• **SHORT TASK**:
Output exactly, please, the lines of the records below from the one containing "Tag the concrete seam" through the final line.

[Rows from a dataset]
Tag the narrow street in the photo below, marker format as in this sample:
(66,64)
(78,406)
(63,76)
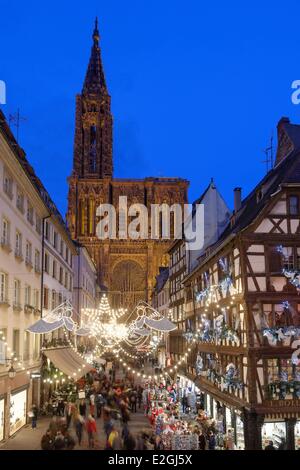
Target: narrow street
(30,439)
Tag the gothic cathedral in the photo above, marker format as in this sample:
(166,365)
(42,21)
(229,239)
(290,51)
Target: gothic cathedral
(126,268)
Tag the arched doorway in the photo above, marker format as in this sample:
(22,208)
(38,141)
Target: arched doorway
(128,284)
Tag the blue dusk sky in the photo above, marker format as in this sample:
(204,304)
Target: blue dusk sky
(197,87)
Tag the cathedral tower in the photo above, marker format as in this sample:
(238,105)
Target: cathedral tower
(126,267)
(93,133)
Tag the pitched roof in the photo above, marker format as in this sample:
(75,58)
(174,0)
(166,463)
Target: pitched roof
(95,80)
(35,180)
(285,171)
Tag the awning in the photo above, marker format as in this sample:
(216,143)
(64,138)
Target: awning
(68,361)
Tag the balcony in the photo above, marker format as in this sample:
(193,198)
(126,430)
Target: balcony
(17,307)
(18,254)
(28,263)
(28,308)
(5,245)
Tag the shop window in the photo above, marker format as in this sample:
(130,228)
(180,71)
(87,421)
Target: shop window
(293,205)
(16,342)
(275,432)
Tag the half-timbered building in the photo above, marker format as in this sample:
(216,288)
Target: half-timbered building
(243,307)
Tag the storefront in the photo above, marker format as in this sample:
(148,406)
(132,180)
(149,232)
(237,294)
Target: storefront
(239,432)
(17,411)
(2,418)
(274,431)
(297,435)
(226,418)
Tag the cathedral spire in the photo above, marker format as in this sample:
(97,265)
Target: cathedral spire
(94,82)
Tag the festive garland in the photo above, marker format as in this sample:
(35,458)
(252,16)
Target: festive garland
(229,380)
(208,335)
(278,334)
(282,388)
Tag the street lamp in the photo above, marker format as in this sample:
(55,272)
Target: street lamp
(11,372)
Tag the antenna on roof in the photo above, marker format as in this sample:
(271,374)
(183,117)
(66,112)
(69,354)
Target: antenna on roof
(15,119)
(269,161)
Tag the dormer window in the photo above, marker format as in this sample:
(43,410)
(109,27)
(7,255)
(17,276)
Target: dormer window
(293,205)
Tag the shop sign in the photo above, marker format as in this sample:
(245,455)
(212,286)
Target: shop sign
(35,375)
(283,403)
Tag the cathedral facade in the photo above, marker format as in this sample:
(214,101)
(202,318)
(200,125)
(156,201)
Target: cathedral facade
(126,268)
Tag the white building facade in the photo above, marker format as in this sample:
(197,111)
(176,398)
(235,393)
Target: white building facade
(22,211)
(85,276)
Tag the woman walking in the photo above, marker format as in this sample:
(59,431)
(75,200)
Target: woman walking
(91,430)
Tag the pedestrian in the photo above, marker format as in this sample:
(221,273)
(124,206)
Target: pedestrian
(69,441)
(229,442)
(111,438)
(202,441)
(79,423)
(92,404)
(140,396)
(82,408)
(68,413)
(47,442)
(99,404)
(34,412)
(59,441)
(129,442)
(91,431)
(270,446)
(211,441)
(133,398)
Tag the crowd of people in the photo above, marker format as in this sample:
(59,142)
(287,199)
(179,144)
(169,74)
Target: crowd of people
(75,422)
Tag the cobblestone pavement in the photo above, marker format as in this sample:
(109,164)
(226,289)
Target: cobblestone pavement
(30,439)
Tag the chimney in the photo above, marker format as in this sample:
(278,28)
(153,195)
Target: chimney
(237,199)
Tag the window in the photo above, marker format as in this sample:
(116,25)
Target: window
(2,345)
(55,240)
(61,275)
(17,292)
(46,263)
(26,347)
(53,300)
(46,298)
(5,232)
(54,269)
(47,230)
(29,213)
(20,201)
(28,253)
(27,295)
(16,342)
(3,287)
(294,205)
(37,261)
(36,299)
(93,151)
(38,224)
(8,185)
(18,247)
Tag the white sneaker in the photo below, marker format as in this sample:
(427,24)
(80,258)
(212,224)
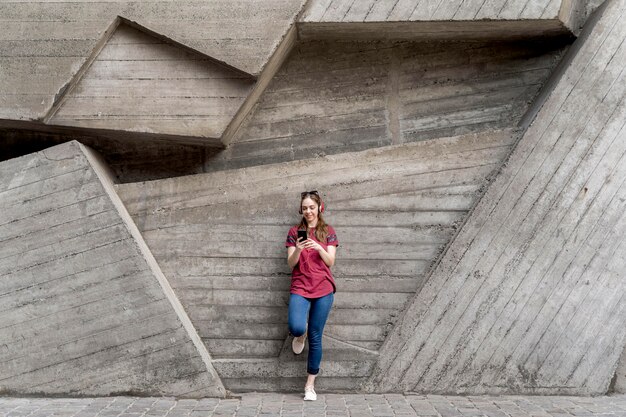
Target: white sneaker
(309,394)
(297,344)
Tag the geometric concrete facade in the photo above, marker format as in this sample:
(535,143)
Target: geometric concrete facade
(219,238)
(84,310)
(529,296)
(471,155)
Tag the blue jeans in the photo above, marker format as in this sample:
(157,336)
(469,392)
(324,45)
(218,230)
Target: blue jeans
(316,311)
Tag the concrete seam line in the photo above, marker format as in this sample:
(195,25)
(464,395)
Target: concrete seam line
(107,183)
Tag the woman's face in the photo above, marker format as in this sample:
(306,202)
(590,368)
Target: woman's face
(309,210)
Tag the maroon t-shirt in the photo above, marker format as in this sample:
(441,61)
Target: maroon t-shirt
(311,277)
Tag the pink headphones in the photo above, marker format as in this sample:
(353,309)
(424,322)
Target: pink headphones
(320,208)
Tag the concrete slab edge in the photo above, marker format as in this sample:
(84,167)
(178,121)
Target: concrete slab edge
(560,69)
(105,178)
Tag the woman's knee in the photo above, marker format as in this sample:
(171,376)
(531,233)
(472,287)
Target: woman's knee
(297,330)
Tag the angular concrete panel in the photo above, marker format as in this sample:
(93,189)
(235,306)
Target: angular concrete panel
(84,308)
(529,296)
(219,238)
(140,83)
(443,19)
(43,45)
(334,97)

• **OUTPUT FOR THIS EXERCISE**:
Tag the concrete seam line in the photo above, marker format as in this sample:
(195,25)
(464,395)
Target: concrete seam line
(107,183)
Tag the woman's face in the photo above, marker format as in this sample:
(306,202)
(590,368)
Target: woman's face
(309,210)
Tag the maroon t-shirt in the photo above, marker format as in this sample:
(441,61)
Target: maroon t-shirt
(311,277)
Tag the pink headphones in the photo above, marker format as in this sample:
(353,309)
(424,322)
Target: pink headphones
(320,208)
Tag the concrete slab edge in the photo above, marker format as in this sample:
(84,167)
(178,121)
Target: concrete slab edge
(560,69)
(105,178)
Tag the woman's knee in the photo above, marker format as in this sample:
(171,376)
(531,233)
(472,287)
Target: woman's knee
(297,330)
Tag the angular concrete panel in the photo above, marker format as in this sample:
(93,189)
(235,306)
Target: angular concrete panel
(84,308)
(529,296)
(219,238)
(140,83)
(443,19)
(43,45)
(334,97)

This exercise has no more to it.